Exercise prompt: Print the records exactly as given.

***** Data shown

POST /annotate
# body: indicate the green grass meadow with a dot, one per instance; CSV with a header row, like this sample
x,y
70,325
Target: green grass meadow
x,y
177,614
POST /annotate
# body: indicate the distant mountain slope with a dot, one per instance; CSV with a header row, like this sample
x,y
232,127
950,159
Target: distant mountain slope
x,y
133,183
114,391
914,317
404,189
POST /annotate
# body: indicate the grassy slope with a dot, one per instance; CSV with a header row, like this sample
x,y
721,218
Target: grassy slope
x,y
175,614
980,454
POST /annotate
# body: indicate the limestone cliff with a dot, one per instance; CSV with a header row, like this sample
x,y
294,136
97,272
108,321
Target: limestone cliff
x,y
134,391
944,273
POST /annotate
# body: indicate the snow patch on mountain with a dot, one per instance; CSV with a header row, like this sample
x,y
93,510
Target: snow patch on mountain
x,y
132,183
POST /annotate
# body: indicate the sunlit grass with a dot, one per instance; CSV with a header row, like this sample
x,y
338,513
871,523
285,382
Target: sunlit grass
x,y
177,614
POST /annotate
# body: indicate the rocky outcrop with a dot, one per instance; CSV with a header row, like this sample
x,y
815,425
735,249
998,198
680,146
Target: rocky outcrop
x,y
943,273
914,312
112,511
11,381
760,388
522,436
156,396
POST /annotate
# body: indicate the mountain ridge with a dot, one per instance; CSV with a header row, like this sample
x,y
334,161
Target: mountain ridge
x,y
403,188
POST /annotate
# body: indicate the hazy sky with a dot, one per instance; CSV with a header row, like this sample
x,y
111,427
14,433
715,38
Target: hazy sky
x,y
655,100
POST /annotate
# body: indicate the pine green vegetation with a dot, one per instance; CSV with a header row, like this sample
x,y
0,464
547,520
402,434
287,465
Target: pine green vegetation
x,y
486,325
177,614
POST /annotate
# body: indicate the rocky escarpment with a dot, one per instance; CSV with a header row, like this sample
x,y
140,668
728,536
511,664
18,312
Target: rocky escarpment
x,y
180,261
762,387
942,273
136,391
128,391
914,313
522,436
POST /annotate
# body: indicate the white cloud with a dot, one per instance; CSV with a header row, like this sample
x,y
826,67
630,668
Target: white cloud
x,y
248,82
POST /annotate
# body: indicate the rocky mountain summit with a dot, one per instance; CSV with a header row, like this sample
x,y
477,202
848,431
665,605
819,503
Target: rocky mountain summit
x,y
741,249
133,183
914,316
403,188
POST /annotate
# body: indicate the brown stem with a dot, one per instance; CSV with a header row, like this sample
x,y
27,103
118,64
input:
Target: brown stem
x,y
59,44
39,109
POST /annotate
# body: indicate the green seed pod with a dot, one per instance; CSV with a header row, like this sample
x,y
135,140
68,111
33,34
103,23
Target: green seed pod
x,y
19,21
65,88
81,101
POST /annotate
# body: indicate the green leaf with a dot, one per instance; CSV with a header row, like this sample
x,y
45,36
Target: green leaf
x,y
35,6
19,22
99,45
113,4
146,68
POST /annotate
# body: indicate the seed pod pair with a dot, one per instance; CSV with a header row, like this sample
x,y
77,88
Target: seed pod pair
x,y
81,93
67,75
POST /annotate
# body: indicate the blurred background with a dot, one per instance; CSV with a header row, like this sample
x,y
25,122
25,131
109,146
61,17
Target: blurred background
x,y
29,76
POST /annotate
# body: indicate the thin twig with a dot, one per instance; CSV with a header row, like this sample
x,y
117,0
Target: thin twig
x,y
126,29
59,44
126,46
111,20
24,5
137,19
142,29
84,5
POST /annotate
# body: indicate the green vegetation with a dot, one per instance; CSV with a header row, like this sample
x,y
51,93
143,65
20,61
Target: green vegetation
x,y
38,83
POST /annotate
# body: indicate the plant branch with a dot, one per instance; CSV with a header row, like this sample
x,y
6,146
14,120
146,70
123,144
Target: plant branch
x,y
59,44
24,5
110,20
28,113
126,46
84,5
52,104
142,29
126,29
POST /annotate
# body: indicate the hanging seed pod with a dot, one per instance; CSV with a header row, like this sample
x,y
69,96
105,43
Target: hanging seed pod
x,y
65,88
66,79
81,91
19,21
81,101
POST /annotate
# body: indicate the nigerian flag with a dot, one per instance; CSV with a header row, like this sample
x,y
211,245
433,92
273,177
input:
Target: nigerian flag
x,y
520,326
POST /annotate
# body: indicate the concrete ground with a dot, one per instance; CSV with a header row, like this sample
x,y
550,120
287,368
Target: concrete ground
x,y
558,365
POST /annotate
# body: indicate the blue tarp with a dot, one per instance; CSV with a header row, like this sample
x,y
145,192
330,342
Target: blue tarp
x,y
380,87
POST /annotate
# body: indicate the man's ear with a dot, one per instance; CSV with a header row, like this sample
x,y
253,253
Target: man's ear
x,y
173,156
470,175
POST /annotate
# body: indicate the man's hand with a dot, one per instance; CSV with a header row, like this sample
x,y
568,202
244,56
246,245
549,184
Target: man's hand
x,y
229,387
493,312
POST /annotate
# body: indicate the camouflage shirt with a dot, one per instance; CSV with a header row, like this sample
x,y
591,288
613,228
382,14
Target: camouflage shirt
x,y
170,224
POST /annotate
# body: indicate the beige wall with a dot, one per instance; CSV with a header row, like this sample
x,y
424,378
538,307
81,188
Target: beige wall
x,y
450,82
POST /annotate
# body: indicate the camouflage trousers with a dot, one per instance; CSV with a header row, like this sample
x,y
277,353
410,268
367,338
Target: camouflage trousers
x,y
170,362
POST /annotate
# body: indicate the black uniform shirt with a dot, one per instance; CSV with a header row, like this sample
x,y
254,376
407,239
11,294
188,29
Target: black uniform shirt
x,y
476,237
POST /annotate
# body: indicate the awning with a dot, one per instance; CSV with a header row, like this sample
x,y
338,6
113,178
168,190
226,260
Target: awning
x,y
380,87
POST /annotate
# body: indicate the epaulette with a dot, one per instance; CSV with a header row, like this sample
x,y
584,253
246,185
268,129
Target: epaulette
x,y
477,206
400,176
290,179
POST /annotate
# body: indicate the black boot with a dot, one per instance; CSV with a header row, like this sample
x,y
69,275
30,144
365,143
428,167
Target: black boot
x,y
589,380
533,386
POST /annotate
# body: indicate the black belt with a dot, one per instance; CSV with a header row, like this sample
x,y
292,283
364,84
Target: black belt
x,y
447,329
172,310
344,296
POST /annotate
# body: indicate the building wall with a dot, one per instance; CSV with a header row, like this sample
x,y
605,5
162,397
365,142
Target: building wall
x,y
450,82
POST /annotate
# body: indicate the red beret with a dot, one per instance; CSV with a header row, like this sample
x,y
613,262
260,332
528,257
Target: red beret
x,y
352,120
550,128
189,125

**********

Output below:
POST /annotate
# body: indicate the green grass meadow with a dot, one per instance; CSV with a header row, like this sample
x,y
70,325
Target: green grass meadow
x,y
177,614
POST /annotate
# body: indicate the distant mountain slope with a dot, one per instance; CSV with a header row, like this sample
x,y
232,127
950,159
Target: distant mountain slope
x,y
133,183
114,391
914,317
404,189
POST /annotate
# body: indicate the grassy slope with a dot, one per instance; CSV with a header row, like this sample
x,y
721,218
Target: grassy slope
x,y
175,614
980,454
POST /annotate
# body: indicate the limestone cliff with a dot, one per instance; CSV with a header row, like this sample
x,y
294,136
97,272
108,321
Target: limestone cliff
x,y
134,391
944,273
POST /annotate
# body: indicate the snow patch on mountain with a dot, one per instance; CSV with a header row, like this sample
x,y
93,510
Target: snow patch on mountain
x,y
132,183
POST /annotate
# body: indicate the sunlit grass with a dot, one per instance; CSV with a header row, like this sample
x,y
338,513
871,523
285,382
Target: sunlit grass
x,y
177,614
POST /annotate
# body: indicate the rocky outcrop with a dot, one per instance; CSV with a header row, like this sample
x,y
815,425
735,249
998,198
680,146
Target: rocky outcrop
x,y
943,273
914,312
112,511
11,381
760,388
522,436
156,396
POST /annotate
# body: indicate the mountain ridge with a dot, one per instance; CSV with a header row, like this sample
x,y
334,161
Target: mountain ridge
x,y
403,188
POST /annotate
# body: indicate the hazy sky with a dot, one per instance; CSV with a header row, like this sample
x,y
111,427
14,433
715,38
Target: hazy sky
x,y
655,100
POST /annotate
# body: indicate the pine green vegetation with a dot, one per instance; CSV with a header row, like this sample
x,y
0,464
547,520
402,434
287,465
Target: pine green vegetation
x,y
486,325
177,614
POST /annotate
# body: indicate the rocky escarpment with a dot, one per instance; CSV with a header row, like this sample
x,y
140,668
728,536
511,664
18,312
Target: rocky escarpment
x,y
180,261
762,387
942,273
136,391
128,391
914,313
522,436
POST /annotate
# body: indicate the white cloud with a dot, one per instance; CSV with a header row, like this sample
x,y
826,67
630,668
Target: white cloud
x,y
248,82
POST /annotate
# body: indicate the rocky mountain summit with a dot, one per instance; CSV with a header row, like this sample
x,y
477,202
848,431
665,605
819,503
Target: rocky mountain summit
x,y
741,249
133,183
914,316
403,188
POST /annotate
# body: indicate the brown stem with a dot, one per instance; CSV with a header row, like this sample
x,y
27,103
118,64
input:
Target: brown stem
x,y
59,44
39,109
POST /annotate
# body: indicate the green seed pod with a dot, one per instance; CSV with a header row, like this sample
x,y
135,140
68,111
33,34
103,23
Target: green seed pod
x,y
19,21
65,88
81,101
POST /annotate
# body: indicate the green leaf with a dot, one per instance; CSV with a header row, like this sample
x,y
45,36
Target: green leaf
x,y
35,6
19,22
99,45
113,4
146,68
POST /annotate
# body: indicate the seed pod pair with a dot, one per instance; CSV with a header row, like this sample
x,y
77,88
Target: seed pod pair
x,y
81,93
67,75
POST /annotate
# body: indicate the blurred background with a dot, one per instance; CSV with a header row, like this sample
x,y
25,122
25,131
109,146
61,17
Target: blurred background
x,y
29,76
POST /annotate
# body: indicate the thin twig with a dot, one per instance; CSV with a header row, like this sample
x,y
117,0
Target: thin twig
x,y
126,29
59,44
126,46
111,20
24,5
137,19
142,29
84,5
POST /annotate
# body: indicate the green vegetation with a dot, one per instance; CSV with a header row, like this sample
x,y
51,93
143,65
20,61
Target: green vegetation
x,y
38,83
POST /annotate
# body: indicate the plant branch with a dot, one per instance; CSV with a header row, like this sample
x,y
6,146
14,120
146,70
123,144
Target: plant branch
x,y
59,44
24,5
110,20
28,113
126,46
84,5
52,104
142,29
126,29
POST /annotate
# body: indicate the hanging seed pod with a dot, one per instance; CSV with a header row, like this sample
x,y
69,96
105,43
Target: hanging seed pod
x,y
65,88
66,79
81,91
19,21
81,101
POST /annotate
# body: indicate the nigerian flag with a dot, one per instance; CSV with a header row, like this sample
x,y
211,245
433,92
273,177
input:
Target: nigerian flag
x,y
520,326
POST /annotate
# body: indicate the concrete ground with a dot, one per instance; CSV with a header row, like this sample
x,y
550,120
287,368
Target: concrete ground
x,y
558,365
POST /annotate
# body: indicate the blue tarp with a dot, one per instance; CSV with a header row, like this sample
x,y
145,192
330,342
Target: blue tarp
x,y
380,87
POST /annotate
# body: indicate the man's ear with a dot, one per instance; CSV with a header row, like this sample
x,y
253,253
Target: man's ear
x,y
173,156
470,175
POST /annotate
# body: indicate the man's hand with a dot, one per instance; CSV with a header row, like this sample
x,y
568,202
244,56
246,245
549,184
Target: man's hand
x,y
229,387
493,312
POST /annotate
# body: indicate the camouflage shirt with a dot, one per instance; CSV with a header row, like this sample
x,y
591,288
613,228
382,14
Target: camouflage shirt
x,y
170,224
POST /annotate
# body: indicate the beige wall with a dot, one per instance; CSV with a header row, like this sample
x,y
424,378
538,307
81,188
Target: beige wall
x,y
450,82
POST /annotate
# body: indicate the camouflage trousers with a dot, one per instance; CSV with a header row, like this sample
x,y
277,353
410,268
367,338
Target: camouflage trousers
x,y
170,362
POST /annotate
# body: indicate the black uniform shirt with a dot, one per instance; CSV with a header row, like this sample
x,y
254,376
407,239
11,294
188,29
Target: black uniform shirt
x,y
476,237
POST /annotate
# body: indicate the awning with a dot, one per instance; CSV with a header row, like this sample
x,y
338,6
113,178
168,190
226,260
Target: awning
x,y
380,87
POST /annotate
# body: indicate the epaulette with a dot, one per instance; CSV with a header row, like this sample
x,y
584,253
246,185
268,129
Target: epaulette
x,y
477,206
400,176
290,179
POST /annotate
# body: indicate the black boot with a dot, one per instance; CSV with a header row, like this sample
x,y
69,275
30,144
365,143
428,167
Target: black boot
x,y
589,380
533,386
POST /annotate
# body: indicate the black belt with a dot, one per instance; CSV with a header row, like this sample
x,y
292,283
364,84
Target: black belt
x,y
447,329
172,310
344,296
POST /annotate
# body: indicate the building wall with a dot, one per instance; CSV with a header row, like this sample
x,y
605,5
162,397
365,142
Target: building wall
x,y
450,82
POST /annotate
# body: indicate the red beret with a dot, one per instance; CSV with a header row, like this sample
x,y
613,262
260,332
528,257
Target: red beret
x,y
352,120
550,128
189,125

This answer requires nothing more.